Extract »
────────

# How long before this guy wrecks?



## JRP3 (Mar 7, 2008)

This thing is insane, I kept waiting for him to hit something.






http://techcrunch.com/2011/02/11/segway-2-0-german-bicycle-on-steriods-comes-to-the-us/


----------



## RIPPERTON (Jan 26, 2010)

Well considering he was riding around the worlds most famous Formula 1 track,
I would have been inspired too


----------



## rochesterricer (Jan 5, 2011)

He must be a bike messenger:

http://www.youtube.com/watch?v=dv-ISen-UTQ


----------



## poprock (Apr 29, 2010)

I was pleased to see that he stopped at the pedestrian lights. Deep down he must have some respect for law & order. Couldn't watch after that!


----------



## rmay635703 (Oct 23, 2008)

At that point of view its just strange looking. It looks like he is 10ft tall but passes through objects.

Reminds me of Duke Nukem 3d with the Clipping turned off


----------



## JRP3 (Mar 7, 2008)

rmay635703 said:


> Reminds me of Duke Nukem 3d with the Clipping turned off


LOL.  The Duke, good times.


----------



## steven4601 (Nov 11, 2010)

Awesome ride.
About the way it is videoed:
Wide angle lenses make things apear to go much faster.


----------

────────

Source excerpt »

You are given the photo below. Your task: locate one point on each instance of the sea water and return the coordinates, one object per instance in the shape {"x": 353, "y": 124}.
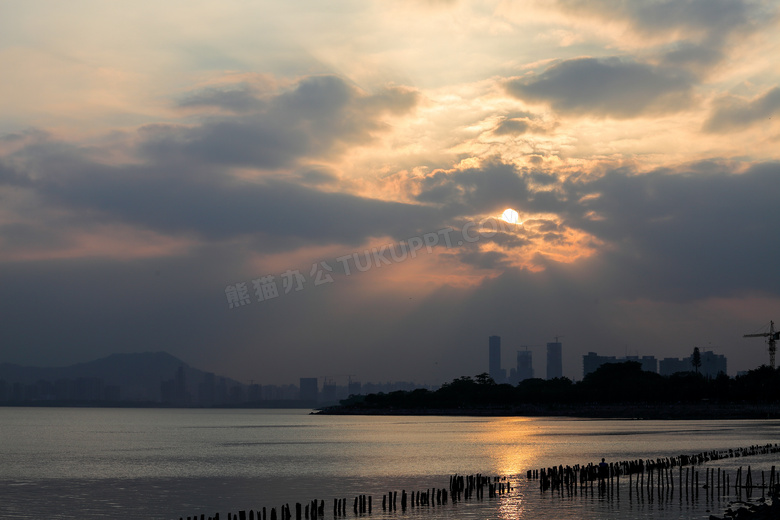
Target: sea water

────────

What to work on » According to the thread, why might the ride look faster than it really was? Answer in one to three sentences. Work only from the thread, not from the lines.

Full solution » Because of how it was filmed: wide-angle lenses make things appear to go much faster.